» DATA EXTRACTS
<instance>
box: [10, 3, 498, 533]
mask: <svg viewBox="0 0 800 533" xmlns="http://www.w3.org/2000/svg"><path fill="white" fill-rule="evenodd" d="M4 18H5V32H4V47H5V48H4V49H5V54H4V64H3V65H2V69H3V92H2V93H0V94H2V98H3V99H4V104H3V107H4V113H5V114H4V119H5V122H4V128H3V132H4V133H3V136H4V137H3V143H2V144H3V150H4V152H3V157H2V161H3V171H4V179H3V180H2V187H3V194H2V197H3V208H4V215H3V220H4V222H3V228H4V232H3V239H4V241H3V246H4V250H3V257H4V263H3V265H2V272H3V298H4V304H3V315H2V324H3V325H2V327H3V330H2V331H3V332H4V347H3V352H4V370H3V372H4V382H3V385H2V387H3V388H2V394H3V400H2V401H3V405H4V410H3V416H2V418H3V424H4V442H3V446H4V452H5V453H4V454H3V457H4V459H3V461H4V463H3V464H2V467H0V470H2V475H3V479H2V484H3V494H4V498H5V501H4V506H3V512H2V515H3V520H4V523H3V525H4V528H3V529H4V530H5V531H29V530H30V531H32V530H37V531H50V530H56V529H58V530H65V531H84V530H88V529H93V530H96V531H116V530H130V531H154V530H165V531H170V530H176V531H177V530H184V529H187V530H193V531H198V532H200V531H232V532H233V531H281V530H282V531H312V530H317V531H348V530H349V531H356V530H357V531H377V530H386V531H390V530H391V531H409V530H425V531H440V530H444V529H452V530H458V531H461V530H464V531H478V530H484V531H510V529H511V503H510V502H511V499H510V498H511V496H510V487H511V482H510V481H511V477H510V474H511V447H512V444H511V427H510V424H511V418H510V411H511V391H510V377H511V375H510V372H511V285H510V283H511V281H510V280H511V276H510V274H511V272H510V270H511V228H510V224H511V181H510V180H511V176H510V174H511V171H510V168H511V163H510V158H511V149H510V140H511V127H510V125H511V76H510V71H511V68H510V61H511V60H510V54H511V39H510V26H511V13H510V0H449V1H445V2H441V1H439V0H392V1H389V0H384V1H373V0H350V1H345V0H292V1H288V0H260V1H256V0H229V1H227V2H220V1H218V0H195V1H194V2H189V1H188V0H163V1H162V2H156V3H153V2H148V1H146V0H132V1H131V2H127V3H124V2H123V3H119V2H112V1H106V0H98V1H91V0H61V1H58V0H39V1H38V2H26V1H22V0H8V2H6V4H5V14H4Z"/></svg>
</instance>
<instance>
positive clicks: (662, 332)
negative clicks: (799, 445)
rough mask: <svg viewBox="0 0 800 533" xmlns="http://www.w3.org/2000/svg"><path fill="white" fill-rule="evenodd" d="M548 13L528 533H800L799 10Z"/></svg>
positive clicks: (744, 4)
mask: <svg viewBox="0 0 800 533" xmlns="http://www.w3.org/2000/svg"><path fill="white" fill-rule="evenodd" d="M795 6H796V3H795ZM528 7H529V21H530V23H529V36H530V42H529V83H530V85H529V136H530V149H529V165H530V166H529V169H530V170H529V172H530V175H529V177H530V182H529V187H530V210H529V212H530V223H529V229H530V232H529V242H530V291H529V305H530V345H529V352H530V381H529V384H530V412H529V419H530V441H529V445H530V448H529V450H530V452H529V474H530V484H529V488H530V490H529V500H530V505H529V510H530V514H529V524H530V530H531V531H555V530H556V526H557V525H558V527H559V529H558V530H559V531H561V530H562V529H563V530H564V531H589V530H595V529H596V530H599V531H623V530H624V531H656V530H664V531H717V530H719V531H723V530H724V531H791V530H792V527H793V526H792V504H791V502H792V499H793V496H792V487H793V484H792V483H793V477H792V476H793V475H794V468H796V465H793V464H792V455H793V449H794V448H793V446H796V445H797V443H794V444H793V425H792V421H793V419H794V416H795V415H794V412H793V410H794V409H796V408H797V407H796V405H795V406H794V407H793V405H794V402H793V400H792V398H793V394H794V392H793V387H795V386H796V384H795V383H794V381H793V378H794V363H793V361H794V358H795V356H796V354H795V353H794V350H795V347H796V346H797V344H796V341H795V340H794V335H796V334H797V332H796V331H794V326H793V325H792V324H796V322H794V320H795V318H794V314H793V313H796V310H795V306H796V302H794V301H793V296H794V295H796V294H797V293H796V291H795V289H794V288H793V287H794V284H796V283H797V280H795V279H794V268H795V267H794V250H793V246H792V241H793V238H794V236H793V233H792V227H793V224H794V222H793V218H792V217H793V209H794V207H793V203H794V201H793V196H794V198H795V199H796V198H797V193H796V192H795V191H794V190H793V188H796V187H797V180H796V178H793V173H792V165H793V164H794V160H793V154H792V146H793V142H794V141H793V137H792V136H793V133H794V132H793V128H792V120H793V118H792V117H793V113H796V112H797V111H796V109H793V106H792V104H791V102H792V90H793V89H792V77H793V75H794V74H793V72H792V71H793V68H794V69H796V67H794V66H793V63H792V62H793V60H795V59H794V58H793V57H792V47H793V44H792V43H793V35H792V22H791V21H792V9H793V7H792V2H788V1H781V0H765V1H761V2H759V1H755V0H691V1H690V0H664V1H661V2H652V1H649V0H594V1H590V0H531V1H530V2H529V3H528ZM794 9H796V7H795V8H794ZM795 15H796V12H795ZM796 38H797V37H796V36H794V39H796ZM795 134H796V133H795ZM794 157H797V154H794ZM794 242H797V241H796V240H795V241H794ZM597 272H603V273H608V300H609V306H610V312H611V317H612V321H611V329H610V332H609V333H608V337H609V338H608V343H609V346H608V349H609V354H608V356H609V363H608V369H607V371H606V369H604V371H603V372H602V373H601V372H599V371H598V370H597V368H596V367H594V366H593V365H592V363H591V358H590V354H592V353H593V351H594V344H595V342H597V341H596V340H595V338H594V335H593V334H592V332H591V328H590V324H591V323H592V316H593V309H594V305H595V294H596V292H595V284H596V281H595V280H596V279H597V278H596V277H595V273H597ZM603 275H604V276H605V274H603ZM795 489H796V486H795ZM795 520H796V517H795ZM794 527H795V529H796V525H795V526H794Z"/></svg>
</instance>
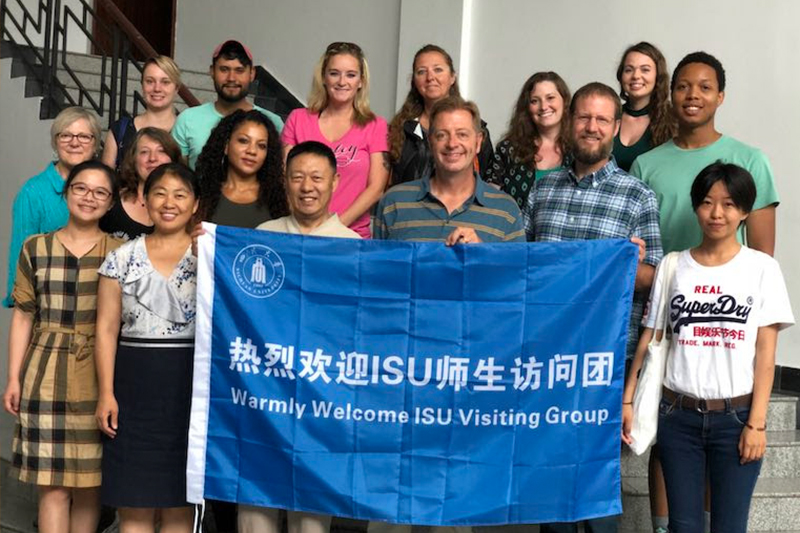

» INSTRUCTIONS FOR THE TASK
Format every line of the records above as a numbered list, omitting blank lines and the picture.

» RESULT OF THIS EXERCISE
1. <instance>
2. box: [10, 3, 498, 533]
3. mask: <svg viewBox="0 0 800 533" xmlns="http://www.w3.org/2000/svg"><path fill="white" fill-rule="evenodd" d="M4 18H5V32H4V47H5V48H4V49H5V54H4V64H3V65H2V69H3V92H2V93H0V94H2V98H3V99H4V104H3V107H4V113H5V114H4V119H5V122H4V128H3V132H4V133H3V136H4V137H3V143H2V144H3V150H4V152H3V157H2V161H3V171H4V179H3V180H2V187H3V194H2V197H3V208H4V215H3V220H4V222H3V228H4V232H3V239H4V241H3V246H4V250H3V257H4V263H3V265H2V272H3V298H4V304H3V315H2V324H3V325H2V327H3V330H2V331H3V332H4V347H3V352H4V370H3V372H4V382H3V385H2V387H3V388H2V394H3V400H2V401H3V405H4V410H3V416H2V418H3V424H4V442H3V446H4V452H5V453H4V454H3V457H4V459H3V461H4V463H3V464H2V467H0V470H2V475H3V479H2V484H3V494H4V498H5V501H4V506H3V512H2V515H3V520H4V523H3V525H4V528H3V529H4V530H5V531H29V530H30V531H32V530H37V531H50V530H56V529H58V530H65V531H84V530H88V529H93V530H96V531H116V530H130V531H154V530H165V531H170V530H176V531H177V530H184V529H187V530H193V531H198V532H200V531H232V532H233V531H281V530H282V531H312V530H317V531H348V530H349V531H356V530H357V531H377V530H386V531H390V530H391V531H409V530H425V531H440V530H444V529H452V530H458V531H461V530H464V531H478V530H484V531H510V529H511V503H510V502H511V499H510V498H511V496H510V487H511V482H510V481H511V477H510V474H511V447H512V444H511V427H510V424H511V418H510V411H511V391H510V377H511V375H510V372H511V285H510V283H511V281H510V280H511V276H510V274H511V272H510V270H511V228H510V224H511V181H510V180H511V176H510V174H511V171H510V168H511V163H510V158H511V149H510V140H511V127H510V125H511V76H510V71H511V68H510V61H511V60H510V54H511V39H510V26H511V13H510V0H449V1H445V2H441V1H439V0H392V1H389V0H384V1H373V0H350V1H345V0H292V1H288V0H260V1H256V0H229V1H227V2H220V1H218V0H195V1H194V2H189V1H188V0H163V1H162V2H156V3H153V2H148V1H146V0H132V1H131V2H127V3H124V2H123V3H119V2H112V1H106V0H98V1H91V0H61V1H58V0H39V1H38V2H26V1H22V0H8V2H6V4H5V14H4Z"/></svg>
4. </instance>
5. <instance>
6. positive clicks: (662, 332)
7. negative clicks: (799, 445)
8. rough mask: <svg viewBox="0 0 800 533" xmlns="http://www.w3.org/2000/svg"><path fill="white" fill-rule="evenodd" d="M548 13L528 533H800L799 10Z"/></svg>
9. positive clicks: (744, 4)
10. mask: <svg viewBox="0 0 800 533" xmlns="http://www.w3.org/2000/svg"><path fill="white" fill-rule="evenodd" d="M795 6H796V3H795ZM528 7H529V21H530V23H529V36H530V42H529V83H530V85H529V136H530V149H529V165H530V166H529V169H530V170H529V172H530V175H529V177H530V182H529V187H530V210H529V212H530V223H529V229H530V232H529V242H530V291H529V305H530V345H529V352H530V381H529V384H530V412H529V419H530V441H529V445H530V448H529V450H530V452H529V474H530V484H529V488H530V490H529V500H530V505H529V510H530V514H529V524H530V530H531V531H555V530H556V526H557V525H558V527H559V529H558V530H559V531H561V530H562V529H563V530H564V531H589V530H595V529H596V530H599V531H623V530H624V531H656V530H664V531H717V530H719V531H723V530H724V531H791V530H792V527H793V526H792V504H791V502H792V499H793V496H792V487H793V484H792V483H793V477H792V476H793V475H794V468H796V465H793V464H792V455H793V449H794V448H793V446H796V445H797V443H794V444H793V425H792V421H793V419H794V416H795V415H794V412H793V410H794V409H796V408H797V407H796V405H795V406H794V407H793V405H794V402H793V400H792V398H793V394H794V392H793V387H795V386H796V384H795V383H794V381H793V378H794V363H793V361H794V358H795V356H796V354H795V353H794V350H795V347H796V346H797V344H796V341H795V340H794V335H796V334H797V332H796V331H794V326H793V325H792V324H796V322H794V320H795V318H794V314H793V313H796V310H795V306H796V302H794V301H793V296H794V295H796V294H797V293H796V291H795V289H794V288H793V287H794V284H796V283H797V280H795V279H794V268H795V267H794V250H793V246H792V241H793V238H794V236H793V233H792V227H793V224H794V222H793V218H792V217H793V209H794V207H793V203H794V201H793V196H794V198H795V199H796V198H797V193H796V192H795V191H794V190H793V188H796V187H797V180H796V178H793V173H792V165H793V164H794V160H793V154H792V146H793V142H794V141H793V137H792V136H793V133H794V132H793V128H792V120H793V118H792V117H793V113H796V112H797V111H796V109H793V106H792V104H791V102H792V90H793V89H792V77H793V75H794V74H793V72H792V71H793V68H794V69H796V67H794V66H793V63H792V62H793V60H795V59H794V58H793V57H792V47H793V44H792V43H793V35H792V22H791V21H792V9H793V7H792V2H788V1H781V0H765V1H761V2H759V1H755V0H691V1H690V0H664V1H661V2H652V1H649V0H594V1H590V0H531V1H530V2H529V3H528ZM794 9H796V7H795V8H794ZM795 15H796V12H795ZM796 38H797V37H796V36H794V39H796ZM795 134H796V133H795ZM794 157H797V154H794ZM794 242H797V241H796V240H795V241H794ZM597 272H603V273H608V300H609V306H610V312H611V317H612V321H611V329H610V332H609V333H608V337H609V338H608V343H609V346H608V349H609V354H608V356H609V363H608V369H607V371H606V369H604V371H603V372H602V373H601V372H599V371H598V370H597V368H596V367H594V366H593V365H592V363H591V358H590V354H592V353H593V351H594V344H595V342H597V341H596V340H595V338H594V335H593V334H592V332H591V328H590V324H591V323H592V316H593V309H594V305H595V294H596V292H595V284H596V281H595V280H596V279H597V278H596V277H595V273H597ZM603 275H604V276H605V274H603ZM795 489H796V486H795ZM795 520H796V517H795ZM794 527H795V529H796V525H795V526H794Z"/></svg>
11. </instance>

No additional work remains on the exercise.